EXERCISE DIRECTIONS: Print every line in the rows below that contains the string "white". The match is case-sensitive.

[Image region labeling entries]
[Begin]

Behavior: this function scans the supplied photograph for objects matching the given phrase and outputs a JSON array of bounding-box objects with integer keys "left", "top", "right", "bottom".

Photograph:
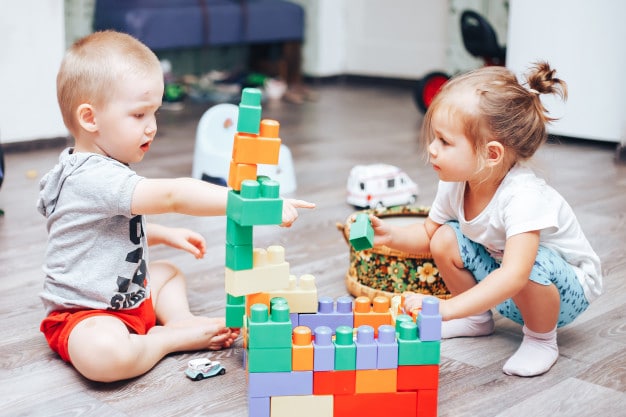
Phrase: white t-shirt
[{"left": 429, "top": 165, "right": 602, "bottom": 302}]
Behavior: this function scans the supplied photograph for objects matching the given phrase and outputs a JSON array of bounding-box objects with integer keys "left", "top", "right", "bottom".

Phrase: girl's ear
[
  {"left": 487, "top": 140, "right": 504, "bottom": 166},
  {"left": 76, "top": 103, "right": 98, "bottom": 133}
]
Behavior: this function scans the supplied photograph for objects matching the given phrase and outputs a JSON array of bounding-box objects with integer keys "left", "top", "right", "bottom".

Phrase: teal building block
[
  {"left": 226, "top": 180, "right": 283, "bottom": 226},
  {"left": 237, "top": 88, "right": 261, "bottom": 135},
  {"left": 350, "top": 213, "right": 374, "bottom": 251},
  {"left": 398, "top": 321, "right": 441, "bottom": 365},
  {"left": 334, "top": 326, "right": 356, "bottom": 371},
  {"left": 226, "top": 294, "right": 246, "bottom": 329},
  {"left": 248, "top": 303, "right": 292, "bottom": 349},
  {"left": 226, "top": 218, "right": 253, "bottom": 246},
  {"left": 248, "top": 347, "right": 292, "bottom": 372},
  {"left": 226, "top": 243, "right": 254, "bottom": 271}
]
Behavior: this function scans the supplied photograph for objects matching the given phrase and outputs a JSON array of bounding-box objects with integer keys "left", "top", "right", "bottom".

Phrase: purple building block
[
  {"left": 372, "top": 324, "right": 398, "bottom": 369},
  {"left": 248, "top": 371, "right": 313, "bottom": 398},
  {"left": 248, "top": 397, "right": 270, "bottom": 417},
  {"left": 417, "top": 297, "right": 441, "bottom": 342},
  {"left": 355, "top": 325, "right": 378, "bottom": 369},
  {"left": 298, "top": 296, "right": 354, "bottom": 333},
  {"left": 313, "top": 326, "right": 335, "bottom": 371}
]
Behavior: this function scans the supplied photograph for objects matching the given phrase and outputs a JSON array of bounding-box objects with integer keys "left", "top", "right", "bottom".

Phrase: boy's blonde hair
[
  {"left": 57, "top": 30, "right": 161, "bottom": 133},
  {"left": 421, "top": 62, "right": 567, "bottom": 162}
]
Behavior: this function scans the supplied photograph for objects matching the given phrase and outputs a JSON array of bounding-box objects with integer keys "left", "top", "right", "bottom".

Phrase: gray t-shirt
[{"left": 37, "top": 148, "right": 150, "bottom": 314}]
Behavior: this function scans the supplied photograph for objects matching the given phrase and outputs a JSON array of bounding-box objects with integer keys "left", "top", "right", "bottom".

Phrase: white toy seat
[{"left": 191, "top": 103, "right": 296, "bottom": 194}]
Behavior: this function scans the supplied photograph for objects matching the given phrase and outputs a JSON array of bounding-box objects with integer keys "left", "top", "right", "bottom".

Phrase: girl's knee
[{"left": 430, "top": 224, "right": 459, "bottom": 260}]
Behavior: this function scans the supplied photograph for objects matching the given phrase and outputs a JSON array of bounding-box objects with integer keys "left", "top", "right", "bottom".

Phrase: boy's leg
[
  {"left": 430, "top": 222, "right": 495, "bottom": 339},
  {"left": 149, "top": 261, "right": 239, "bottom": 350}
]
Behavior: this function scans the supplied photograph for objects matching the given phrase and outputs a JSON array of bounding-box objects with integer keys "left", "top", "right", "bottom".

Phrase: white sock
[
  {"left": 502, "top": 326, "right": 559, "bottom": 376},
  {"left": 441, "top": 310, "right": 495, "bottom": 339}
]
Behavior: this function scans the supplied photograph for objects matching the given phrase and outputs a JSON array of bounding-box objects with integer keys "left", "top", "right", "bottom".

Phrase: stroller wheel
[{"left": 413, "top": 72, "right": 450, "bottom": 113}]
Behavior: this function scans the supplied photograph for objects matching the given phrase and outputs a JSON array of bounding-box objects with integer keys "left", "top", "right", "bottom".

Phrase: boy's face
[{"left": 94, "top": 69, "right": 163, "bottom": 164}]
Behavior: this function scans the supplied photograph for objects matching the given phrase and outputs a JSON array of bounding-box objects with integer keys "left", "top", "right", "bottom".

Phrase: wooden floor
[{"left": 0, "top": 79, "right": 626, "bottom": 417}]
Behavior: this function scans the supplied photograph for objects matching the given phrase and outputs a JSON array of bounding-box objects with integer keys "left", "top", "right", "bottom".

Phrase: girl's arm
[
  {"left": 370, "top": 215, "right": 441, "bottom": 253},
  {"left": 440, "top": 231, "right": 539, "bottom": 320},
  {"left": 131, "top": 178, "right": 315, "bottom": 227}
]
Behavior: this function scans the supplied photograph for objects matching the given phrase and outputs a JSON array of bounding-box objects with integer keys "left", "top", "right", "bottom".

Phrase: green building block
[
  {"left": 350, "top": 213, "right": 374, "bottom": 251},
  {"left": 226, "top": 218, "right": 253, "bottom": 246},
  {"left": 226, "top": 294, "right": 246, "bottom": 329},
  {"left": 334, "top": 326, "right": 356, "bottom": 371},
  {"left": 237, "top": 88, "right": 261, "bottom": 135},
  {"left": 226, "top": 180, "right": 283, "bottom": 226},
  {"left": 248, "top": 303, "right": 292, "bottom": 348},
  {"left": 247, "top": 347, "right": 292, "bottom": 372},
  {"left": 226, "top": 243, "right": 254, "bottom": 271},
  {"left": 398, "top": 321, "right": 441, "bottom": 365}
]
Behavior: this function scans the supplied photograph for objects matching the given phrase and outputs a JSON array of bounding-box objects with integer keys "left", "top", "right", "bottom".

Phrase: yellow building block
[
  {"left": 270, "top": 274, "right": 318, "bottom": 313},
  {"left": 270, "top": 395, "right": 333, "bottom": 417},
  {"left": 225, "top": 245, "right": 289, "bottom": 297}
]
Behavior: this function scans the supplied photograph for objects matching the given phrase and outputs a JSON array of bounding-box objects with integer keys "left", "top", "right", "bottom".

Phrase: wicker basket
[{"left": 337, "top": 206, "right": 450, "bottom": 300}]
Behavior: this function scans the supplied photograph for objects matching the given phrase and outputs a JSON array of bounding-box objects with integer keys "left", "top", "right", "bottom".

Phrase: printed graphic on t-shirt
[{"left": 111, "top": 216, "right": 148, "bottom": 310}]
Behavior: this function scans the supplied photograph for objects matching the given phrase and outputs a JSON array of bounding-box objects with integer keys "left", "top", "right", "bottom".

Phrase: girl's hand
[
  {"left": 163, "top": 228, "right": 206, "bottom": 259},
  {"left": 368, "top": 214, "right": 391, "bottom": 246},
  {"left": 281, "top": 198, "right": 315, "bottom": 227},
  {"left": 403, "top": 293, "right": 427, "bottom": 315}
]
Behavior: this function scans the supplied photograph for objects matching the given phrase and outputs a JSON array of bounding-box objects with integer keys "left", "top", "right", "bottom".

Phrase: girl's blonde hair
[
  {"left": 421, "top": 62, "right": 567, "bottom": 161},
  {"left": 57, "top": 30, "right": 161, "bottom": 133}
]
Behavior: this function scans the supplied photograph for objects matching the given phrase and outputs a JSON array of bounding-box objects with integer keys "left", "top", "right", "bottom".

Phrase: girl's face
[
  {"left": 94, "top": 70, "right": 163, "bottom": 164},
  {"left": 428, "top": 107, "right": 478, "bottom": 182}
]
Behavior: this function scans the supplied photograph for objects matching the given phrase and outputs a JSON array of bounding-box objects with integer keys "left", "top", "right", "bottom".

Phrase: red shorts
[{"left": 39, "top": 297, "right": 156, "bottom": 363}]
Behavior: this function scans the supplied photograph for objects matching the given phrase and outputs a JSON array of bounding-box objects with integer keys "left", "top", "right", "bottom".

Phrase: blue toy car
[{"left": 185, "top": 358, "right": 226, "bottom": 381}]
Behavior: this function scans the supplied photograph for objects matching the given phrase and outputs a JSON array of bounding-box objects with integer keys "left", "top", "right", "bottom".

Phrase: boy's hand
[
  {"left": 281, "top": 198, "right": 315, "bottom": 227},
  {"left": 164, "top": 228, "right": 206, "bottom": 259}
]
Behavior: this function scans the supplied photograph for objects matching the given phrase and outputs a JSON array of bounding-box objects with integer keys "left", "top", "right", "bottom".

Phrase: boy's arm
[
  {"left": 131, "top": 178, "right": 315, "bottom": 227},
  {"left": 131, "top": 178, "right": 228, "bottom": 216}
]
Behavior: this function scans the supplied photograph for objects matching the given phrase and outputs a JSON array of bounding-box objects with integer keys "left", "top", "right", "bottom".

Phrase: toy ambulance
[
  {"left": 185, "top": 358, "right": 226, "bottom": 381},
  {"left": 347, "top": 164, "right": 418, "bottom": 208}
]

[End]

THE ANSWER:
Phrase: white t-shirt
Phrase: white toy seat
Phrase: white sock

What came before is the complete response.